- WHAT IS BEING ASKED: In the mailing-list post about the swish-e HTML parser, what confuses the parser into thinking a comment has ended when the comment tags include HTML?

- EXCERPT:
Skip to main content.
home | support | download

Back to List Archive


From: Bill Moseley <moseley(at)>
Date: Thu Aug 01 2002 - 22:49:27 GMT
At 01:29 PM 08/01/02 -0700, Don Fike wrote:
>It appears that the difference in the word count is coming from HTML
>returning words with in comment tags <!--  -->  and HTML2 does not return

Ok, yes, that seems to be one of the places the HTML parser is broken.  If
the comment tags include HTML it seems like the ">" is enough to confused
the parser into thinking the comment has ended.

> cat 1.html
<!-- comment <b>with</b> html -->

> ./swish-e -v0 -i 1.html -T indexed_words
    Adding:[1:swishdefault(1)]   'with'   Pos:1  Stuct:0x9 ( BODY FILE )
    Adding:[1:swishdefault(1)]   'html'   Pos:2  Stuct:0x9 ( BODY FILE )
    Adding:[1:swishdefault(1)]   'bodyword'   Pos:3  Stuct:0x9 ( BODY FILE )

The HTML "parser" is a mess.  I got tired of trying to patch it so that's
why HTML2 was created.

Bill Moseley
Received on Thu Aug 1 22:52:57 2002

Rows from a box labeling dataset

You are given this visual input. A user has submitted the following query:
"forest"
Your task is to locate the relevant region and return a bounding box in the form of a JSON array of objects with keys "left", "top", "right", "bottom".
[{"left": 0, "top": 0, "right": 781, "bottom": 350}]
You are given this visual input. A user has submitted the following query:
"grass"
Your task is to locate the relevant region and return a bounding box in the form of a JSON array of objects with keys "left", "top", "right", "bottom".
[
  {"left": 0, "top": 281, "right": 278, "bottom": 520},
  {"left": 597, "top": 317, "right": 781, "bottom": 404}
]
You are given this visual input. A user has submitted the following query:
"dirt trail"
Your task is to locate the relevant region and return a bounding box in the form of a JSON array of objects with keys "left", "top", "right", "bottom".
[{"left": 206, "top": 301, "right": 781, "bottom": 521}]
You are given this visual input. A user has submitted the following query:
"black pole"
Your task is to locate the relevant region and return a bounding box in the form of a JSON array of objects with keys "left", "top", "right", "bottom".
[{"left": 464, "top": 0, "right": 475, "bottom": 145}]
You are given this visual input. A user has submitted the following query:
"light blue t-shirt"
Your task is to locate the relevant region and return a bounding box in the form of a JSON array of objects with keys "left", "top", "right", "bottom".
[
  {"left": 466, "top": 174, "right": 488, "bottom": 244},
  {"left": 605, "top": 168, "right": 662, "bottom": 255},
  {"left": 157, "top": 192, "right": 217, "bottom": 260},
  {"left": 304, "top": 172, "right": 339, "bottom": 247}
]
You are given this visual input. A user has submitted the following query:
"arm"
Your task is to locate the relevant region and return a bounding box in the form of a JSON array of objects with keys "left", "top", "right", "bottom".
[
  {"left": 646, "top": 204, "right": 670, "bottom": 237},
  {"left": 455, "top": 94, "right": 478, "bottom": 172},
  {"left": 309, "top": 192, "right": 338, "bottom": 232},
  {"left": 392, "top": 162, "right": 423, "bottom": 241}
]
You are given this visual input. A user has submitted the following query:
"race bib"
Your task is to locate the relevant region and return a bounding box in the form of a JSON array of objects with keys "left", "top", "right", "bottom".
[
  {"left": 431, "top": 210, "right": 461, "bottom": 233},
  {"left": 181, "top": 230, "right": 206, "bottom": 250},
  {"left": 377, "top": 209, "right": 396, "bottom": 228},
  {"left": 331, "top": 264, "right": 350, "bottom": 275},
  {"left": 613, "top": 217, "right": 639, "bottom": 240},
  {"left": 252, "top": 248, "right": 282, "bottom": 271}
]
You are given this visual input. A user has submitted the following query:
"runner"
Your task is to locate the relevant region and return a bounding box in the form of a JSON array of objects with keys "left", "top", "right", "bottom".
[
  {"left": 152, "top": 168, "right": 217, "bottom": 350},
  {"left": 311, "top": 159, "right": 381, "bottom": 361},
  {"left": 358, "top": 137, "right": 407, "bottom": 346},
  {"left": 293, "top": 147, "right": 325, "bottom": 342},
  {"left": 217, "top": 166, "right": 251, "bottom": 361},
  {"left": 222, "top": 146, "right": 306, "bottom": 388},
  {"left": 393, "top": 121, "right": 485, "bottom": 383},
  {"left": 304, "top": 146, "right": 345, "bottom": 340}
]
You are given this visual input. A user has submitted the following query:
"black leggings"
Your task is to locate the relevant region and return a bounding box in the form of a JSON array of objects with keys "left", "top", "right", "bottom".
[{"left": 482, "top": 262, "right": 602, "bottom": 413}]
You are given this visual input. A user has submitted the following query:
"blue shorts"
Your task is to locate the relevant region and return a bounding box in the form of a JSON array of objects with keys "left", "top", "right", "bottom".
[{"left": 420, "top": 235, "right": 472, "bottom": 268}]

- ANSWER TO THIS PROBLEM: The ">" character.